start PROVIDED DATA

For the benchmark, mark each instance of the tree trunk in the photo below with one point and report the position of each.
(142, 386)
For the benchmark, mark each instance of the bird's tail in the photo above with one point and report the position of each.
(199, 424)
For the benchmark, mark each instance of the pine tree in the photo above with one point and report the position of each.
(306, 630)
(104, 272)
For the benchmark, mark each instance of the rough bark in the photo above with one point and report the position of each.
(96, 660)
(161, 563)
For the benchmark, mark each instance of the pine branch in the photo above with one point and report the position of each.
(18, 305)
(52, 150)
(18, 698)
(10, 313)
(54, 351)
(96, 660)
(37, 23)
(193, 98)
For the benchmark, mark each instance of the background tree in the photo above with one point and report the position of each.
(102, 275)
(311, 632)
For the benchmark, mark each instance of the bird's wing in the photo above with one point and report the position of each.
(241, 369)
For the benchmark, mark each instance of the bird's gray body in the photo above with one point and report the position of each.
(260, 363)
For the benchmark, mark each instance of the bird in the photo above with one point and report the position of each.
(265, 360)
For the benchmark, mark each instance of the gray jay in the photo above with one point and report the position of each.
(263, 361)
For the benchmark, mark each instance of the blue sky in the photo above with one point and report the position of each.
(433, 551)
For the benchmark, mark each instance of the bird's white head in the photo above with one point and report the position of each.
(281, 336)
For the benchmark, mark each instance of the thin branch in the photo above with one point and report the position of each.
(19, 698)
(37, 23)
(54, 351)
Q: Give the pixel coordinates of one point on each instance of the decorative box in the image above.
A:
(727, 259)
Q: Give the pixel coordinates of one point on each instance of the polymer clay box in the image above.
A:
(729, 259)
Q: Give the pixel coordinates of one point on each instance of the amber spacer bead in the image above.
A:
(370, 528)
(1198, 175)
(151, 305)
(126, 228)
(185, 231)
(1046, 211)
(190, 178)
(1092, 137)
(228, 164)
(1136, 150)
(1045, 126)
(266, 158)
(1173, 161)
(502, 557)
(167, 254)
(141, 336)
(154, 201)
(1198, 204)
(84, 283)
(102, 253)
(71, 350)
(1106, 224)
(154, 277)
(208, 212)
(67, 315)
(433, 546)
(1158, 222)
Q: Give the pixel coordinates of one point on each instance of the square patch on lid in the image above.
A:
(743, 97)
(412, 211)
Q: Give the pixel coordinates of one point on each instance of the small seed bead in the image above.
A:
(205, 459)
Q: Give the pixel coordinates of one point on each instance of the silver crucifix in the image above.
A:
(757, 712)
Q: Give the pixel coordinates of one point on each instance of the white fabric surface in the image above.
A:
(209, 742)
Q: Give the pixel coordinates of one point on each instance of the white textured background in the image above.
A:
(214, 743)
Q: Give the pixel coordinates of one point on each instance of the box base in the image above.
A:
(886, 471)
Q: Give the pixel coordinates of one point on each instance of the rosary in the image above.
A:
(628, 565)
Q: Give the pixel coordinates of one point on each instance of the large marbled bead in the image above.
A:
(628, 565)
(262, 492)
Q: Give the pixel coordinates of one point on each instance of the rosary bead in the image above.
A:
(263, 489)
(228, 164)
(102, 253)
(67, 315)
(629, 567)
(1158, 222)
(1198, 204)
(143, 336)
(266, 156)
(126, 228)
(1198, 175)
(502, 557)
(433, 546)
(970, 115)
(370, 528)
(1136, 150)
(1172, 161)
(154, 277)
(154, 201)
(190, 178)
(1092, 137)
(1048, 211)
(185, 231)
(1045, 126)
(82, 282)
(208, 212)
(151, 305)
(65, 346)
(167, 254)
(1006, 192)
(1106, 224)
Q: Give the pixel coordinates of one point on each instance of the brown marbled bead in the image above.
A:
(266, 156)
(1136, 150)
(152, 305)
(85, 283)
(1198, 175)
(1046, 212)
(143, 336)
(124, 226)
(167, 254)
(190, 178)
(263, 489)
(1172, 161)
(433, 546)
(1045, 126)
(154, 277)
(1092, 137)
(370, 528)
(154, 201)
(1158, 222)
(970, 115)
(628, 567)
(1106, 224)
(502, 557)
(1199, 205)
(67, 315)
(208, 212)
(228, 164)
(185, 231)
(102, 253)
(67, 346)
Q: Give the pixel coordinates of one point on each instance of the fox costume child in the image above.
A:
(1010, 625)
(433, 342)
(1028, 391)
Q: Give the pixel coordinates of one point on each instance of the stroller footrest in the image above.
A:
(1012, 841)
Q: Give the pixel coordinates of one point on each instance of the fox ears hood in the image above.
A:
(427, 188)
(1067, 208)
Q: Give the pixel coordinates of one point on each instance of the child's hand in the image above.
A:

end PROVIDED DATA

■ YOUR INSTRUCTIONS:
Please output every line of the rows above as a JSON list of strings, one string per line, leaving out any blank lines.

■ EXERCISE RESPONSE:
[
  "For the benchmark, mark each instance of the tree trunk in the photo below with one point and report the position of each.",
  "(142, 386)",
  "For the benchmark, mark each instance of the bird's tail in the photo above with one point and report the position of each.",
  "(199, 424)",
  "For the benchmark, mark each instance of the pine tree in the photo above with one point and report the position of each.",
  "(306, 630)",
  "(104, 272)",
  "For the benchmark, mark each instance of the rough bark in the photo above with one point and report the position of each.",
  "(96, 660)",
  "(161, 563)",
  "For the benchmark, mark each instance of the pine branch in the photo above with one point and report the position of each.",
  "(18, 305)",
  "(52, 150)",
  "(18, 698)",
  "(10, 313)",
  "(54, 351)",
  "(96, 660)",
  "(37, 23)",
  "(193, 98)",
  "For the benchmark, mark each instance of the background tree in the photo above with one point and report the position of each.",
  "(102, 275)",
  "(311, 632)",
  "For the benchmark, mark each instance of the bird's wing in the photo above with one point and report the position of each.",
  "(241, 369)",
  "For the benchmark, mark each instance of the bird's gray body in the photo above with one point and report the position of each.",
  "(260, 363)",
  "For the benchmark, mark each instance of the bird in the photo above with one point and report the position of each.",
  "(265, 360)",
  "For the benchmark, mark each instance of the gray jay in the photo above with one point and report the position of each.",
  "(263, 361)",
  "For the benchmark, mark each instance of the blue sky in the photo above with one point and report the position of each.",
  "(433, 551)",
  "For the benchmark, mark each instance of the bird's white head in the photo above with one point and report the position of each.",
  "(281, 336)",
  "For the benchmark, mark each instance of the thin branch in the photo above with one point and report the position of each.",
  "(19, 698)",
  "(37, 23)",
  "(54, 351)",
  "Q: Give the pixel coordinates of one point on each instance of the decorative box in the image above.",
  "A:",
  "(727, 259)",
  "Q: Give the pixel coordinates of one point on each instance of the polymer clay box in the image above.",
  "A:",
  "(729, 259)",
  "Q: Give the pixel coordinates of one point on each instance of the amber spacer bead in the image above.",
  "A:",
  "(370, 528)",
  "(1198, 175)",
  "(151, 305)",
  "(126, 228)",
  "(185, 231)",
  "(1046, 211)",
  "(190, 178)",
  "(1092, 137)",
  "(228, 164)",
  "(1136, 150)",
  "(1045, 126)",
  "(266, 158)",
  "(1173, 161)",
  "(502, 557)",
  "(167, 254)",
  "(141, 336)",
  "(154, 201)",
  "(1198, 204)",
  "(84, 283)",
  "(102, 253)",
  "(71, 350)",
  "(1106, 224)",
  "(154, 277)",
  "(208, 212)",
  "(67, 315)",
  "(433, 546)",
  "(1158, 222)",
  "Q: Give the pixel coordinates of one point on each instance of the square patch on lid in the image above.",
  "A:",
  "(743, 97)",
  "(412, 211)",
  "Q: Give the pixel coordinates of one point on each instance of the small seed bead in the image above.",
  "A:",
  "(205, 459)",
  "Q: Give the pixel coordinates of one point on each instance of the silver crucifix in the image above.",
  "A:",
  "(757, 712)",
  "Q: Give the pixel coordinates of one point on each instance of the white fabric surface in the image above.",
  "A:",
  "(209, 742)",
  "Q: Give the pixel coordinates of one point on each instance of the white textured background in the image above.",
  "A:",
  "(214, 743)",
  "Q: Give the pixel coordinates of one point on each instance of the box base in the image above.",
  "A:",
  "(886, 471)",
  "Q: Give the pixel coordinates of one point on each instance of the rosary in the image above.",
  "A:",
  "(628, 565)",
  "Q: Give the pixel coordinates of one point on each instance of the large marbled bead in the image above.",
  "A:",
  "(628, 565)",
  "(262, 492)",
  "Q: Give the pixel coordinates of one point on each instance of the rosary bead in the image above.",
  "A:",
  "(263, 489)",
  "(228, 164)",
  "(102, 253)",
  "(67, 315)",
  "(629, 567)",
  "(1158, 222)",
  "(1198, 204)",
  "(143, 336)",
  "(266, 156)",
  "(126, 228)",
  "(1198, 175)",
  "(502, 557)",
  "(433, 546)",
  "(970, 115)",
  "(370, 528)",
  "(1136, 150)",
  "(1172, 161)",
  "(154, 277)",
  "(154, 201)",
  "(190, 178)",
  "(1092, 137)",
  "(1048, 211)",
  "(185, 231)",
  "(1045, 126)",
  "(82, 282)",
  "(208, 212)",
  "(151, 305)",
  "(65, 346)",
  "(167, 254)",
  "(1006, 192)",
  "(1106, 224)",
  "Q: Give the pixel coordinates of one point on each instance of the brown marbled bead in the image above.",
  "A:",
  "(266, 156)",
  "(1136, 150)",
  "(152, 305)",
  "(85, 283)",
  "(1198, 175)",
  "(1046, 212)",
  "(143, 336)",
  "(124, 226)",
  "(167, 254)",
  "(190, 178)",
  "(263, 489)",
  "(1172, 161)",
  "(433, 546)",
  "(1045, 126)",
  "(154, 277)",
  "(1092, 137)",
  "(370, 528)",
  "(154, 201)",
  "(1158, 222)",
  "(970, 115)",
  "(628, 567)",
  "(1106, 224)",
  "(502, 557)",
  "(1199, 205)",
  "(67, 315)",
  "(208, 212)",
  "(228, 164)",
  "(185, 231)",
  "(102, 253)",
  "(67, 346)",
  "Q: Give the pixel coordinates of one point on each instance of the fox costume child in the image above.",
  "A:",
  "(1010, 625)",
  "(433, 342)",
  "(1028, 391)",
  "Q: Give the pixel coordinates of one point on each instance of the stroller footrest in the image above.",
  "A:",
  "(1012, 841)",
  "Q: Give the pixel coordinates of one point on each instance of the fox ears hood in the image above.",
  "A:",
  "(427, 188)",
  "(1067, 208)",
  "Q: Give the pixel coordinates of one point on each instance of the child's hand in the image above.",
  "A:"
]